╭─ MATERIAL SHOWN

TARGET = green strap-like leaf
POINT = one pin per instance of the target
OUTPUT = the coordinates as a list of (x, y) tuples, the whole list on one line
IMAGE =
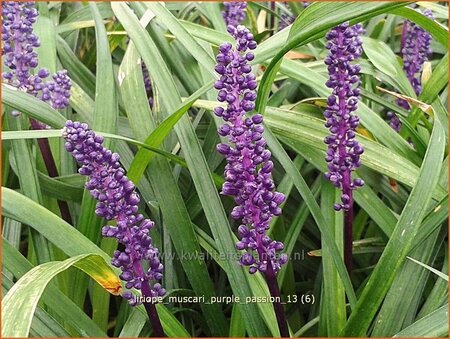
[(20, 302), (312, 24), (401, 240)]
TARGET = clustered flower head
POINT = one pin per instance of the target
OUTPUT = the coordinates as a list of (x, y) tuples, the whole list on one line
[(343, 154), (248, 172), (234, 12), (415, 49), (20, 57), (118, 201)]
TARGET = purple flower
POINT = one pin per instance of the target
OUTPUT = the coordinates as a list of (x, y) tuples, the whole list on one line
[(414, 49), (21, 59), (19, 42), (248, 172), (118, 201), (234, 12), (343, 154)]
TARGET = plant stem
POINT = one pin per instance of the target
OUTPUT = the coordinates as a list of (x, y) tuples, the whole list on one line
[(52, 171), (348, 238), (151, 311), (274, 290)]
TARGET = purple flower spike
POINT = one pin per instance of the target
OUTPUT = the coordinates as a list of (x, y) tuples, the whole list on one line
[(415, 49), (118, 201), (19, 43), (248, 172), (21, 59), (234, 12), (343, 154)]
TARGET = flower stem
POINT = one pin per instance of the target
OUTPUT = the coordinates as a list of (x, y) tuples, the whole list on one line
[(152, 312), (274, 290), (348, 239), (52, 171)]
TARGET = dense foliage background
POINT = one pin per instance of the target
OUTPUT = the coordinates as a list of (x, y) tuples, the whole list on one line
[(399, 283)]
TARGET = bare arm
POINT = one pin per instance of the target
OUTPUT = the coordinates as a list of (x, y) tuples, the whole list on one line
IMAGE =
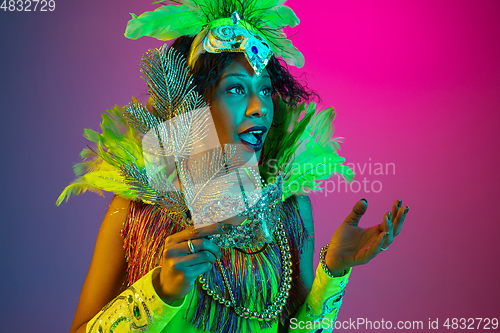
[(306, 259), (107, 270)]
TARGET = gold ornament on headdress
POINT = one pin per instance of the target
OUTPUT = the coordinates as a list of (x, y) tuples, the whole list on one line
[(252, 27)]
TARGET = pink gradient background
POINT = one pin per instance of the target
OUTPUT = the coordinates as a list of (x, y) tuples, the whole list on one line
[(416, 84)]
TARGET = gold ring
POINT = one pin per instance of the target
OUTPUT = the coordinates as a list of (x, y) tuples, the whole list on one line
[(191, 247)]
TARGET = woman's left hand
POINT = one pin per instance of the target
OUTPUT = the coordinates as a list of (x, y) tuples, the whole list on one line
[(352, 245)]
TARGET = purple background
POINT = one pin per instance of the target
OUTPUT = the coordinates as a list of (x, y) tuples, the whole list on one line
[(415, 83)]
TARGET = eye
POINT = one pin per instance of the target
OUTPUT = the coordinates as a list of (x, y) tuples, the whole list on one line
[(238, 90), (267, 91)]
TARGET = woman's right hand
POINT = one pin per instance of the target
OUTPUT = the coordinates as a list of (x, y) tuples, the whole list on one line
[(180, 267)]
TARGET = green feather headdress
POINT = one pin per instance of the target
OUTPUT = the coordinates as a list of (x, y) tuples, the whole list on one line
[(267, 18)]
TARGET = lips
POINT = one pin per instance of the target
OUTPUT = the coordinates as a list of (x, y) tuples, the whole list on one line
[(252, 137)]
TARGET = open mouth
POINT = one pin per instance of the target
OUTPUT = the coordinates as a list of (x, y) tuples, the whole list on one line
[(252, 137)]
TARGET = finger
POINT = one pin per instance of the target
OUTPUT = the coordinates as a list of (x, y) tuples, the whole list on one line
[(357, 212), (377, 247), (197, 258), (183, 264), (395, 208), (196, 270), (192, 233), (398, 222), (199, 244)]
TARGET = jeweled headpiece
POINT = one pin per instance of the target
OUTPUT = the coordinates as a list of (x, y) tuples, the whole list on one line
[(252, 27)]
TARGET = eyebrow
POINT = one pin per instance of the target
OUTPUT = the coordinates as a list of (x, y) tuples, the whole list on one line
[(243, 76)]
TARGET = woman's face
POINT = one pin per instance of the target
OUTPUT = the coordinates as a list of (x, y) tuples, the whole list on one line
[(241, 106)]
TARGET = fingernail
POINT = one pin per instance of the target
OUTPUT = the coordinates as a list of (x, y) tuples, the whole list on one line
[(227, 227)]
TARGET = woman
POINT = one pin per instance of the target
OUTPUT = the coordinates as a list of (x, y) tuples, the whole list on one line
[(152, 270)]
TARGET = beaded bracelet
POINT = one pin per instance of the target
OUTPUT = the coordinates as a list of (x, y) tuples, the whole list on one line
[(322, 261)]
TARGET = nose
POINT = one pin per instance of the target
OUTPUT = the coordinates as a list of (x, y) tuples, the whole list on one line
[(255, 107)]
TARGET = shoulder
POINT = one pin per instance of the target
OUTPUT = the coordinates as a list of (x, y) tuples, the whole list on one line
[(115, 216)]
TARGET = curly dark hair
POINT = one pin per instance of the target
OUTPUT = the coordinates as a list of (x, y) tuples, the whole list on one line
[(209, 67)]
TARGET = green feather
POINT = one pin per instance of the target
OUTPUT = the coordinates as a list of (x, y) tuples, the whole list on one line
[(165, 23)]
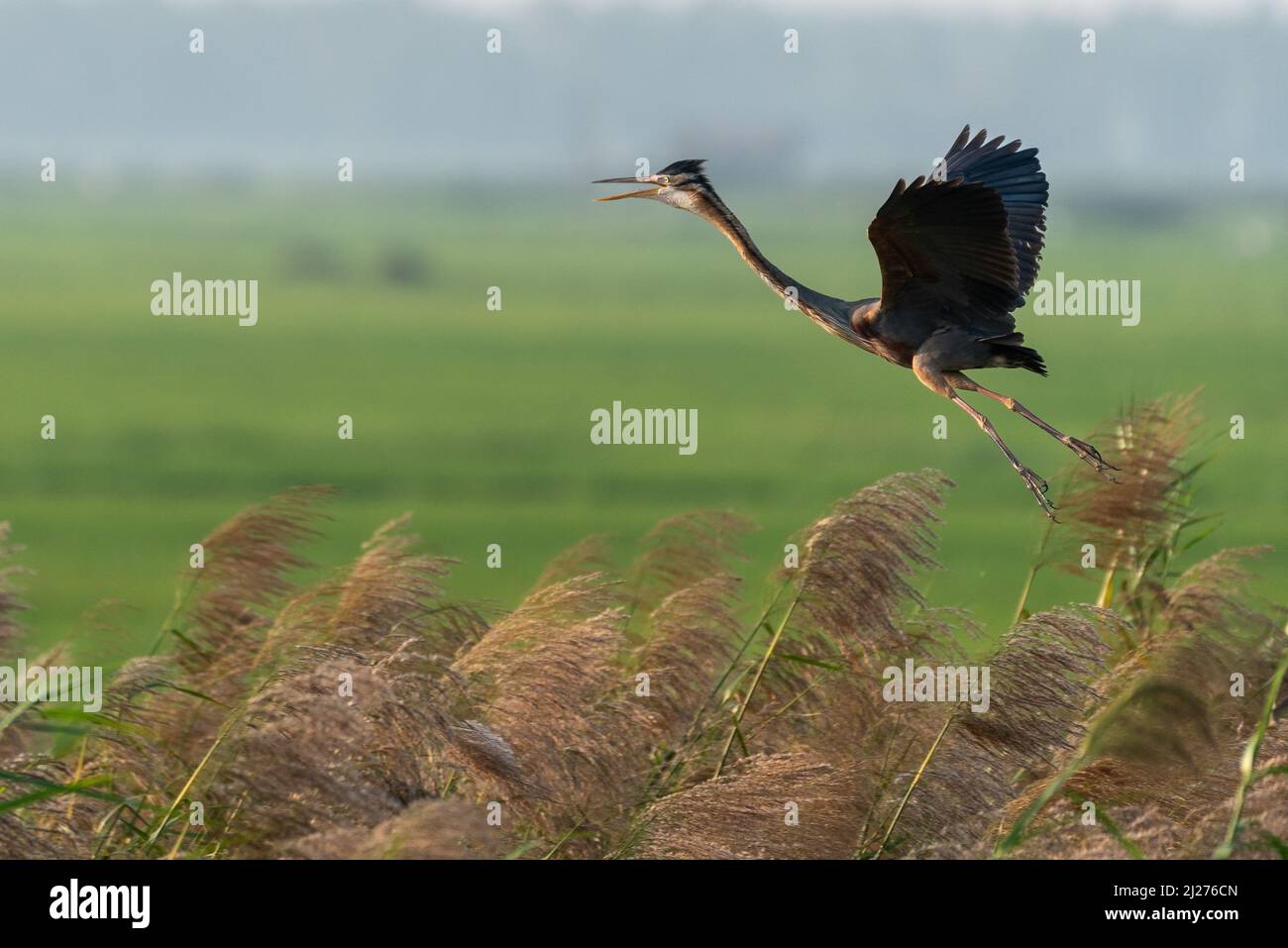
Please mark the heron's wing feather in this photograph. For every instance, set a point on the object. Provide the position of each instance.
(945, 244)
(1017, 175)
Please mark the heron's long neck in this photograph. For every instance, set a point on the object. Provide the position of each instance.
(828, 309)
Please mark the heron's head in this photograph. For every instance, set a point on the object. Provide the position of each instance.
(681, 184)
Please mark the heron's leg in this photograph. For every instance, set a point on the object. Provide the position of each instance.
(1087, 453)
(939, 381)
(1035, 484)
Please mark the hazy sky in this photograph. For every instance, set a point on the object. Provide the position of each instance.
(587, 86)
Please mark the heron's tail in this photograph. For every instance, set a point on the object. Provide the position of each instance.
(1009, 352)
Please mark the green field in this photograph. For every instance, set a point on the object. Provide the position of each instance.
(373, 303)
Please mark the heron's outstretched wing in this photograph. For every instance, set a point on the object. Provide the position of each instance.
(967, 245)
(1018, 176)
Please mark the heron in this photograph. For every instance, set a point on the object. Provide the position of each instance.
(958, 250)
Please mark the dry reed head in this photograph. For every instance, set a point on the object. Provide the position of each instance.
(857, 561)
(426, 830)
(785, 806)
(248, 562)
(683, 550)
(588, 556)
(1128, 520)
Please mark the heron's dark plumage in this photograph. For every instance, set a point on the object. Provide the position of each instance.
(958, 252)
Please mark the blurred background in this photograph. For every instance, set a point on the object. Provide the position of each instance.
(472, 170)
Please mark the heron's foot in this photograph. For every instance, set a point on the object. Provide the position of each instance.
(1038, 488)
(1089, 454)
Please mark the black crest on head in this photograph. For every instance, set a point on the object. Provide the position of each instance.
(690, 166)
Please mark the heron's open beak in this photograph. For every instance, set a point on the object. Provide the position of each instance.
(645, 192)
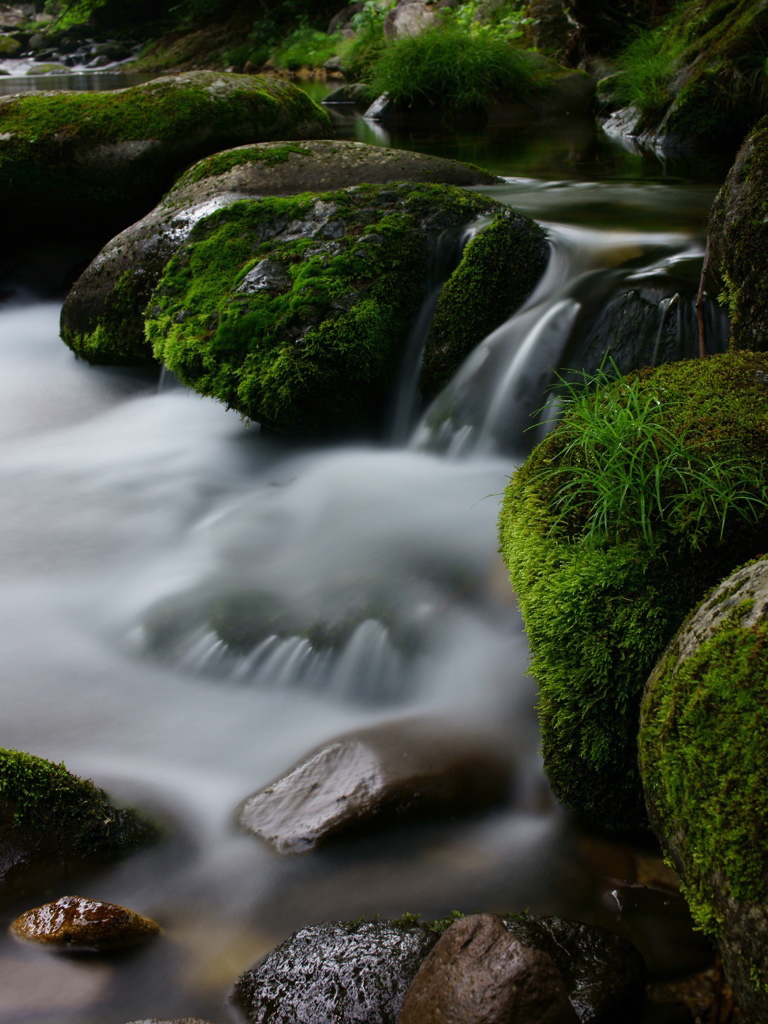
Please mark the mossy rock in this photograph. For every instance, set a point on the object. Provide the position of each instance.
(704, 738)
(52, 823)
(295, 311)
(64, 155)
(500, 268)
(599, 611)
(715, 84)
(738, 242)
(102, 317)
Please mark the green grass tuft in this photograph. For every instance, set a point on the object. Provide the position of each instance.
(449, 67)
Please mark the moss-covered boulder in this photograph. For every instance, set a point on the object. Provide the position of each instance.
(114, 154)
(697, 78)
(738, 242)
(102, 317)
(649, 492)
(52, 823)
(296, 311)
(704, 738)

╰─

WORK ORDER — Produce an exact copy of every line above, with the images left out.

EXERCISE SOLUTION —
TARGET = green strap-like leaf
POINT = one pin per instance of the target
OUTPUT = the coordinates as a list of (x, y) tuples, the whole list on one line
IMAGE =
[(20, 302), (312, 24), (401, 240)]
TARGET = clustered flower head
POINT = one pin per instance of the target
OUTPUT = the coordinates as a list of (x, y) tuples, the whole list on one line
[(343, 154), (248, 172), (234, 12), (415, 49), (20, 57), (118, 201)]
TARGET = purple flower
POINT = one pin per instance of the target
OUTPUT = the coordinates as a list of (x, y) tuples, the whole list on one line
[(414, 49), (21, 59), (19, 42), (248, 172), (118, 201), (234, 12), (343, 154)]
TARGET = plant stem
POINT = one pin per instance of the target
OUTPUT = the coordinates as a list of (x, y) tuples, the whole list on one line
[(52, 171), (348, 238), (151, 311), (274, 290)]
TARGET = purple flower spike
POINT = one pin per instance of the target
OUTPUT = the coordinates as a list of (x, y) tuples, the whole list on one line
[(415, 49), (118, 201), (19, 43), (248, 172), (21, 59), (234, 12), (343, 154)]
TARGET = flower stem
POINT = one pin per instance of the target
OUTPUT = the coordinates as a list of (x, y) tuples, the whole list on one line
[(152, 312), (274, 290), (348, 239), (52, 171)]
TARGET = dense foliage background
POINT = one pin per instance of the target
OUTPUT = the coordinates as a list of (x, y) tuples, the whole list on one line
[(399, 283)]
TARGET = bare arm
POINT = one pin per instance of the target
OUTPUT = the coordinates as a list of (x, y) tuples, the whole list on one line
IMAGE =
[(306, 259), (107, 270)]
TARGET = gold ornament on headdress
POINT = one pin per instance of the target
OUTPUT = the coordinates as a list of (x, y) tuples, the whole list on one line
[(252, 27)]
TARGET = pink gradient background
POINT = one pin per instance of the target
OUTPUT = the coordinates as a list of (x, y) tuples, the whole list on one line
[(416, 84)]
TARGET = gold ring
POINT = one pin per instance of the target
OUTPUT = the coordinates as a list of (x, y) tuples, the whole list on one line
[(191, 247)]
TARGET = woman's left hand
POINT = one pin per instance of the target
OUTPUT = the coordinates as a list of (x, y) tuples, the whole list on one line
[(352, 245)]
TARGET = purple background
POINT = one pin per instance of the target
OUTPUT = the coordinates as a list of (x, y) tuples, the whole list on one line
[(415, 83)]
TARGET = eye
POINT = one pin per instance of the target
OUTPUT = the coordinates as a list of (x, y) tuples, the whole list on one line
[(238, 90), (267, 91)]
TARGET = woman's right hand
POINT = one pin per instance of the target
OUTPUT = the coordinates as a list of (x, y) tuples, the whole list on one line
[(180, 267)]
TARGET = green feather headdress
POINT = one pin per instance of the target
OUTPUT = the coordinates as a list of (x, y) tuples, the whole list on one line
[(267, 18)]
TARGET = lips
POINT = one pin per instance of the target
OUTPUT = the coordinates as a list of (x, y) tuples, the whole list on one line
[(252, 137)]
TARGET = open mouth
POINT = one pin per instance of the target
OUTPUT = the coordinates as a list of (x, y) tuples, the whole list on one line
[(252, 137)]
TARGET = finger
POINT = one pin per instance of the target
OUTPUT = the coordinates as a list of (x, y) tuples, the whole list on one line
[(357, 212), (377, 247), (197, 258), (183, 264), (395, 208), (196, 270), (192, 233), (398, 222), (199, 244)]
TARGET = jeweled headpiece
POINT = one pin per instance of the target
OUTPUT = the coordinates as a list of (x, y) tuples, the whole list on one line
[(252, 27)]
TARGET = eyebrow
POINT = one pin per instance of the target
OUTPUT = the coordinates as a list of (x, y) tuples, the whole list on one line
[(243, 76)]
TARGET = woman's face
POINT = one pin per instance of the target
OUTPUT = the coordinates as a list of (x, y) tuples, the whole list on one line
[(241, 106)]
TARGET = fingernail
POINT = one pin per instance of the target
OUTPUT = the coordinates as a list of (x, y) tuples, the whole list on one line
[(227, 227)]
TARGET = woman
POINT = one pin per instance of the target
OUTPUT = the coordinates as a list of (x, y) tuples, the whole list on one line
[(152, 270)]
TARGET = beaded bracelet
POINT = one pin per instance of the target
OUTPUT = the coordinates as a list of (x, y) tuples, the whole list on one line
[(322, 261)]
TARGET = nose
POINT = one pin per instance of the target
OUTPUT = the coordinates as a list of (x, y) tuples, the whole list on one line
[(255, 107)]
TARGET = shoulder
POINT = one pin per instance of the target
OUTPUT = the coordinates as a list of (x, y) tuples, the whole list on one line
[(115, 216)]
TARGET = curly dark hair
POINT = one pin per instance of the target
OUTPUT = the coordinates as a list of (x, y) tuples, the whole list on one line
[(209, 67)]
TARGET = green feather
POINT = one pin per instance of the target
OUTPUT = the coordinates as a list of (x, y) tuples, the whole list on one line
[(165, 23)]
Please mark the heron's wing feather in this photograph. For every instance, set a point on the object. Provide the position of each instance.
(945, 244)
(1017, 175)
Please mark the heron's long neck in this photograph. For every instance, set a point on the object. Provide the position of each instance.
(828, 309)
Please mark the heron's head in this photograph. For every instance, set a point on the object. Provide the position of each instance.
(681, 184)
Please mark the heron's leg in this photograph. For every instance, set a point on the object. Provide the position of each instance.
(1087, 453)
(939, 381)
(1035, 484)
Please mark the hazy sky in this photograph. For every instance, set a point on the object. Provide the position of each instance.
(587, 86)
Please mark the heron's tail in this photograph. For every instance, set a point on the object. Provide the position of each instance.
(1009, 352)
Please mark the green field in this photograph. For every instance, set a point on the object. Provide the position of each instance.
(373, 303)
Please mark the heron's outstretched wing in this photograph. For every instance, set a point on the object. Provide the position of each instance.
(967, 245)
(1018, 176)
Please mark the heron in this photograph. For every instance, set a point on the object. Provide the position of each instance.
(958, 250)
Please mark the dry reed head in this photograph. For every instance, set a point on the object. Provide the position of each instance.
(857, 561)
(426, 830)
(785, 806)
(248, 562)
(683, 550)
(588, 556)
(1128, 520)
Please mark the heron's dark plumage in this photograph. For every instance, set a point on the object. Provide the position of each instance.
(958, 252)
Please mark the blurred background in this photograph. For every instance, set a point on the object. Provide the position of each instance.
(472, 170)
Please mark the heron's foot in this photograph. For every instance, set a point on the object. Provide the position of each instance.
(1038, 488)
(1089, 454)
Please mark the black crest on head in this photograph. For every instance, set a point on the object. Provide the position of each instance.
(690, 166)
Please mark the heron's open beak in this photograph. For every instance, set a point on the object. Provide the position of each instance.
(645, 192)
Please mark the mossy rock in this photograph. For every instance, set a point on the object. Provide the position of each instance.
(704, 738)
(52, 823)
(295, 311)
(64, 155)
(500, 268)
(599, 611)
(715, 84)
(738, 242)
(102, 317)
Please mark the green grass tuft in this photograph. For every instance, set a point on the object. Provide the position of each instance.
(449, 67)
Please mark the moss-covered boulder in this photograph. For every instance, set a point on the object. Provide the position of each instance.
(114, 154)
(697, 78)
(738, 242)
(102, 317)
(649, 492)
(52, 823)
(296, 311)
(704, 738)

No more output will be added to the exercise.